[Aim of the exercise] Arrange every line of the records below as a numbered list, leaving out any blank lines.

[Data provided]
<<<<

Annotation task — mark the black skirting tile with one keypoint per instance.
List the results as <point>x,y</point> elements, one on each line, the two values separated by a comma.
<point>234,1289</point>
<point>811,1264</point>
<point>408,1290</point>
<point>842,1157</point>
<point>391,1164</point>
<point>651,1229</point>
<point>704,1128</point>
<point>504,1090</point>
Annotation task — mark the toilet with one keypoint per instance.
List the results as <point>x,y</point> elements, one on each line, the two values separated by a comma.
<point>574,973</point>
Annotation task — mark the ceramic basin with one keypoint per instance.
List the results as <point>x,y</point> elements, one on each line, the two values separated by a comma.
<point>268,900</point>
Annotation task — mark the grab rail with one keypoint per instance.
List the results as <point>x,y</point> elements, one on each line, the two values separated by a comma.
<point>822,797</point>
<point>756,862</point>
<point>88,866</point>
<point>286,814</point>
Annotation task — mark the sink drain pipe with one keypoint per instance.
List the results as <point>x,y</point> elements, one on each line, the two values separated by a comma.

>>>>

[The answer]
1. Annotation task — mark the black skirting tile with one keypoint per instance.
2. List the results as <point>x,y</point> elements, one on each line, the two values separated by a comma.
3. <point>234,1289</point>
4. <point>811,1264</point>
5. <point>408,1290</point>
6. <point>842,1157</point>
7. <point>391,1164</point>
8. <point>651,1229</point>
9. <point>704,1128</point>
10. <point>504,1090</point>
11. Annotation task — mark the toilet with one keypoint per instance.
12. List the results as <point>x,y</point> elements, one on each line, the two values separated by a comma.
13. <point>574,973</point>
14. Annotation task — mark the ceramic basin with one keypoint per instance.
15. List the results as <point>x,y</point> elements, one on each line, the two values separated by a comma.
16. <point>268,900</point>
17. Annotation task — mark the grab rail with one keypoint per instance.
18. List the results as <point>x,y</point> elements, one on each line, the two values separated by a comma.
19. <point>822,797</point>
20. <point>756,862</point>
21. <point>88,866</point>
22. <point>286,814</point>
23. Annotation task — mark the sink drain pipe with one keypoint per instance.
24. List the results as <point>x,y</point> elements, one on each line, the two values separated by a comma.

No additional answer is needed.